__EXERCISE OBJECTIVE__
Print every line of the records below verbatim, from the first to the last.
===== RECORDED DATA =====
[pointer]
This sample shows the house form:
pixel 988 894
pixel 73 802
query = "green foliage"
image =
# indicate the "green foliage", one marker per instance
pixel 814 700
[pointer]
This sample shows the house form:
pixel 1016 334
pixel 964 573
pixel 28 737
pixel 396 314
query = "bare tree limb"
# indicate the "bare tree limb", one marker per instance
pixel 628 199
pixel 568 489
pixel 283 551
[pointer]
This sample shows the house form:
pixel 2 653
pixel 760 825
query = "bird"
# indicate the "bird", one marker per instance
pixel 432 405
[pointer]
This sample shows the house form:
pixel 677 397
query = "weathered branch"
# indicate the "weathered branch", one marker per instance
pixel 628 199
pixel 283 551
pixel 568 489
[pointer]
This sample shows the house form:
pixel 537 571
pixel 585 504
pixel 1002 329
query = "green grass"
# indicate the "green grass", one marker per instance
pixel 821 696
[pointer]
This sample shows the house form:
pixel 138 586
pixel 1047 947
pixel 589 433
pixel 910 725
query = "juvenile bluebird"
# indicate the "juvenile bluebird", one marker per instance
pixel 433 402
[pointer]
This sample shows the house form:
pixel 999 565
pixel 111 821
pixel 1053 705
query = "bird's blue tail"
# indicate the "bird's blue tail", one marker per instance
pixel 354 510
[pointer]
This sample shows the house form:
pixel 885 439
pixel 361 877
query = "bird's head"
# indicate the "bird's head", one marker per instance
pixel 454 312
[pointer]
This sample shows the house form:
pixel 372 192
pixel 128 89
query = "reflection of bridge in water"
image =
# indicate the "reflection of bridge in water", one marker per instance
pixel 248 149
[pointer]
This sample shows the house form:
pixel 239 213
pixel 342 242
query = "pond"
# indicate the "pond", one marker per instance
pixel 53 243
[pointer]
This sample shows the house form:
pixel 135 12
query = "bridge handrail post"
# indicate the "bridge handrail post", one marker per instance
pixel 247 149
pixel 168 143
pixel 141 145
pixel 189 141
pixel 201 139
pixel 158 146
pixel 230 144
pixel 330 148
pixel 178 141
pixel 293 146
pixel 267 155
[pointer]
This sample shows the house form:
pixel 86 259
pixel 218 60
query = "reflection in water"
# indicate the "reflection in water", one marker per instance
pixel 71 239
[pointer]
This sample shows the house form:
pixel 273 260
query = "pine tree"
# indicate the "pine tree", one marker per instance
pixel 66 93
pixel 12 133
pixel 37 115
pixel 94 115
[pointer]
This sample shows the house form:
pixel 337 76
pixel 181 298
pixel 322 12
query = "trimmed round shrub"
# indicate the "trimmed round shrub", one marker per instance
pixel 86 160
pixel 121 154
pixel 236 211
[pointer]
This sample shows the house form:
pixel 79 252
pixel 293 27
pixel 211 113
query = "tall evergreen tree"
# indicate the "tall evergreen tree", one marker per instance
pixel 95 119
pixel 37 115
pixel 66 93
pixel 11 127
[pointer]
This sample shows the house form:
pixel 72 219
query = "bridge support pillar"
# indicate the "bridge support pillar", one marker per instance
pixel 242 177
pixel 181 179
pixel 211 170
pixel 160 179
=====
__SOLUTION TO THE EXERCISE__
[pointer]
This sample shows the house form:
pixel 988 894
pixel 73 802
query = "green foliage"
image =
# indicate the "green foliage", one marker per instance
pixel 814 700
[pointer]
This sample shows the house form:
pixel 1016 334
pixel 964 573
pixel 28 737
pixel 396 314
query = "bare tree limb"
# indicate the "bare tree limb", one marker per instance
pixel 628 199
pixel 568 489
pixel 283 551
[pointer]
This sample shows the house form:
pixel 2 653
pixel 760 825
query = "bird"
# indicate the "bird", one marker per instance
pixel 432 405
[pointer]
This sample shows the house form:
pixel 677 397
query = "weathered branch"
# indicate the "weathered branch", one marker per instance
pixel 628 199
pixel 283 551
pixel 568 489
[pointer]
This sample shows the house form:
pixel 537 571
pixel 585 504
pixel 1002 329
query = "green grass"
# indicate the "green grass", one marker per instance
pixel 821 696
[pointer]
This sample shows the house form:
pixel 138 586
pixel 1047 947
pixel 589 433
pixel 910 725
query = "juvenile bluebird"
# indicate the "juvenile bluebird", one marker per instance
pixel 433 402
[pointer]
This sample shows the house form:
pixel 999 565
pixel 111 821
pixel 1053 705
query = "bird's blue tail"
# indicate the "bird's blue tail", one marker per instance
pixel 354 510
[pointer]
This sample shows the house form:
pixel 885 439
pixel 361 877
query = "bird's head"
# indicate the "bird's head", one marker per instance
pixel 454 312
[pointer]
This sample shows the house form:
pixel 372 192
pixel 128 89
query = "reflection of bridge in water"
image =
# indicate the "reflection of bridge in water", one marker per instance
pixel 248 149
[pointer]
This sample shows the house form:
pixel 239 213
pixel 342 242
query = "pond"
# indicate the "pond", one marker per instance
pixel 53 243
[pointer]
This sample shows the house form:
pixel 135 12
query = "bridge handrail post"
# indicate the "bridge handrail post", one marker per instance
pixel 247 149
pixel 168 143
pixel 141 145
pixel 189 141
pixel 201 139
pixel 158 146
pixel 230 144
pixel 330 148
pixel 178 141
pixel 293 146
pixel 267 155
[pointer]
This sample shows the house form:
pixel 86 259
pixel 218 60
query = "reflection in water"
# indicate the "reflection in water", one marker per instance
pixel 71 239
[pointer]
This sample shows the house form:
pixel 273 260
query = "pine tree"
# indicate the "pine tree", one marker per instance
pixel 66 93
pixel 12 133
pixel 37 115
pixel 94 115
[pointer]
This sample shows the house form:
pixel 337 76
pixel 181 298
pixel 322 12
query = "trimmed round shrub"
# indicate the "trimmed round shrub", one marker per instance
pixel 86 160
pixel 121 154
pixel 236 211
[pointer]
This sample shows the house form:
pixel 79 252
pixel 293 27
pixel 211 113
query = "tall evergreen tree"
# indicate the "tall evergreen tree", one marker per instance
pixel 95 119
pixel 37 115
pixel 66 93
pixel 11 127
[pointer]
This sample shows the house form:
pixel 72 219
query = "bridge support pillar"
# indicate the "bridge support pillar", one marker per instance
pixel 242 177
pixel 181 179
pixel 211 170
pixel 160 179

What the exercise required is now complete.